→ **TASK PROMPT**: Examine the entries below, count the lines holding the string "target", and respond with the number only.

Stored dataset items
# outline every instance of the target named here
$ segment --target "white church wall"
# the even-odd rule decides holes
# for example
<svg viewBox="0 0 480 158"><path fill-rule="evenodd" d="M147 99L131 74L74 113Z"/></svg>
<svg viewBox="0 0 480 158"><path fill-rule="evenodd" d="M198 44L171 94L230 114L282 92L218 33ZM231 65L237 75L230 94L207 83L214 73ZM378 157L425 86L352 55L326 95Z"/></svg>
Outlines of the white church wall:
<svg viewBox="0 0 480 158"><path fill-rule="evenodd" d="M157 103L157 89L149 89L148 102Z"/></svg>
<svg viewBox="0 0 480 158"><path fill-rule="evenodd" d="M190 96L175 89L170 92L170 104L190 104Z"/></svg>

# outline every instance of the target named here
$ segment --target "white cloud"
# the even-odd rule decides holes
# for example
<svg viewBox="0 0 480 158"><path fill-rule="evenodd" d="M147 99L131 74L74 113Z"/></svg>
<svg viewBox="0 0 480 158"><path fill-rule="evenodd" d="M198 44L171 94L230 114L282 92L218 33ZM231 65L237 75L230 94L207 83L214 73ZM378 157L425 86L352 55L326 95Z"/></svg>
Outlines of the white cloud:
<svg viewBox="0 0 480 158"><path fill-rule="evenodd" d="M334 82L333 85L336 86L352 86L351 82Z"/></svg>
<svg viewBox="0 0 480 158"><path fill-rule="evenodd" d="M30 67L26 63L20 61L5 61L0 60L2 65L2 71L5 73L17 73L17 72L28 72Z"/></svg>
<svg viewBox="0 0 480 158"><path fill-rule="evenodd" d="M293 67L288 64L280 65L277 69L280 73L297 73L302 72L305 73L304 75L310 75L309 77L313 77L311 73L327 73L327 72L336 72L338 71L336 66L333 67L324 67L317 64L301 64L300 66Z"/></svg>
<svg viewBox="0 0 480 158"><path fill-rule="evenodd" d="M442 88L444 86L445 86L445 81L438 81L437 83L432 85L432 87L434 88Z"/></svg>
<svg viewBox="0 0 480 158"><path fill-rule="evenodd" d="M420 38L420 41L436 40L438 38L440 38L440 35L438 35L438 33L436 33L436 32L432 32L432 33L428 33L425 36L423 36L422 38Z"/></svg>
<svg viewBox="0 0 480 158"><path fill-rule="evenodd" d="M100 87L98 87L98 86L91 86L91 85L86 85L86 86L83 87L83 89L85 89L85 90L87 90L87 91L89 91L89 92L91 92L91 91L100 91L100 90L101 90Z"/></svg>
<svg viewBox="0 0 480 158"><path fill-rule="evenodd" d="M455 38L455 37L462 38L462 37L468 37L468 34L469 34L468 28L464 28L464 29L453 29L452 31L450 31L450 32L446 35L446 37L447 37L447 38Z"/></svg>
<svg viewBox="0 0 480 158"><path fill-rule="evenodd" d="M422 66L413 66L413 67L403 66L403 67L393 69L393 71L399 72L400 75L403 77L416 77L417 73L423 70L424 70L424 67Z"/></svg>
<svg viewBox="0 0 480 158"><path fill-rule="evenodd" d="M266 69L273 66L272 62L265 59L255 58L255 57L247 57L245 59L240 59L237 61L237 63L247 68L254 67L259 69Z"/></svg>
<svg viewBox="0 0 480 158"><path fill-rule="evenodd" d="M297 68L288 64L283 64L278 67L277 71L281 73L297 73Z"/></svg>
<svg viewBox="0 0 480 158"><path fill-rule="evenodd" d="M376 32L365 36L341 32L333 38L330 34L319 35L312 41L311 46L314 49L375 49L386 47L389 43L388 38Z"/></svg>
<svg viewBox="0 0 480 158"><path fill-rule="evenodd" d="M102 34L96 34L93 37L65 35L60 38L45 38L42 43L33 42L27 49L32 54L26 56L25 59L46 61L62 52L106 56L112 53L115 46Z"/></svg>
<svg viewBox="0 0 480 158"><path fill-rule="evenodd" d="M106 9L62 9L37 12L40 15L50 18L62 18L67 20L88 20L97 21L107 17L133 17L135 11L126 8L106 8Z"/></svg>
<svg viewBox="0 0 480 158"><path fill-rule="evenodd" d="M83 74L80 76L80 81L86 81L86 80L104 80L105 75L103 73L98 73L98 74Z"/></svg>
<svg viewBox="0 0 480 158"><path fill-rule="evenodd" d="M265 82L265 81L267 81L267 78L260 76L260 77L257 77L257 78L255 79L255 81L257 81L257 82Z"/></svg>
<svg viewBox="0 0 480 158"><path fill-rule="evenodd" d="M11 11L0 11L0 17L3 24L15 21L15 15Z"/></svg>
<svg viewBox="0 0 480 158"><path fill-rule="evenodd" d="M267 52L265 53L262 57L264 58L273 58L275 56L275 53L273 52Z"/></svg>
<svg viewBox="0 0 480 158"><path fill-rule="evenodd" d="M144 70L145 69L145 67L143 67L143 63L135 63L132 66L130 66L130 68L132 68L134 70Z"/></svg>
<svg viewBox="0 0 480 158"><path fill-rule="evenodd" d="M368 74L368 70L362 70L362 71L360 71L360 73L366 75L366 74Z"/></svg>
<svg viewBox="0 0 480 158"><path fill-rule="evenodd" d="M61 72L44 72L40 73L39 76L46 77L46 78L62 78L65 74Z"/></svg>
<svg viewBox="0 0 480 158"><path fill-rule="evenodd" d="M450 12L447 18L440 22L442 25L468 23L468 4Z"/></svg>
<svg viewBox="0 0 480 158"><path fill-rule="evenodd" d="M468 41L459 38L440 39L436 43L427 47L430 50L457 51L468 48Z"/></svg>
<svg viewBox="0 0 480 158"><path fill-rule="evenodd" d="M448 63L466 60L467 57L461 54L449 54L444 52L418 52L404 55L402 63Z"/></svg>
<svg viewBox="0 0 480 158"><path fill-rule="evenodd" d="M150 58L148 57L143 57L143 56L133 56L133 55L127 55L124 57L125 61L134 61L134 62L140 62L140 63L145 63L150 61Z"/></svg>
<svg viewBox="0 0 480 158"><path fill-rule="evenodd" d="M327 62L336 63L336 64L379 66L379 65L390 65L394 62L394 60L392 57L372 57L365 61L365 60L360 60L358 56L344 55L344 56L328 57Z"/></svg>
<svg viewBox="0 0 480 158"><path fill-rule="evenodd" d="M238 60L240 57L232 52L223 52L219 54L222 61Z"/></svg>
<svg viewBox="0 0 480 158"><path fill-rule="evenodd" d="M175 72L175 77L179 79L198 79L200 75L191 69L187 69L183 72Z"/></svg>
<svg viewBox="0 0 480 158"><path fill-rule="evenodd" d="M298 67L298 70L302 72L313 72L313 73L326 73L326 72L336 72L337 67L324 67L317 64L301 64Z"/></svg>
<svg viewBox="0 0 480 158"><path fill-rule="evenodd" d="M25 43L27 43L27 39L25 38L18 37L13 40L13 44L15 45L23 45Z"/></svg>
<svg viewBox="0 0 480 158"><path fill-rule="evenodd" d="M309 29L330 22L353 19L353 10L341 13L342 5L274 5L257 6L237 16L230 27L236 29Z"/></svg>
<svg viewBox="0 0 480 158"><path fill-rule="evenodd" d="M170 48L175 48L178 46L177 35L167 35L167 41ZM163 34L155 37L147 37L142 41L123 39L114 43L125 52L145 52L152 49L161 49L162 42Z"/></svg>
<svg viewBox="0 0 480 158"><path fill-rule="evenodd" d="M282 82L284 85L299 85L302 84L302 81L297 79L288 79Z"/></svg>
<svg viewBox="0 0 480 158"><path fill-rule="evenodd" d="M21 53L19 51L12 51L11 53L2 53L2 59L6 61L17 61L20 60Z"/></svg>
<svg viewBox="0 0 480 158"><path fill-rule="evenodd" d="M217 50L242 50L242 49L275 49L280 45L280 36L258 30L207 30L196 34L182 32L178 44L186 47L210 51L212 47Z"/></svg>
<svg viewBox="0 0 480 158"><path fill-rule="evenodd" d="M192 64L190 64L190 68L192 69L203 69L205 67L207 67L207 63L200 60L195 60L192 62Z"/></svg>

→ **FINISHED EXERCISE**: 4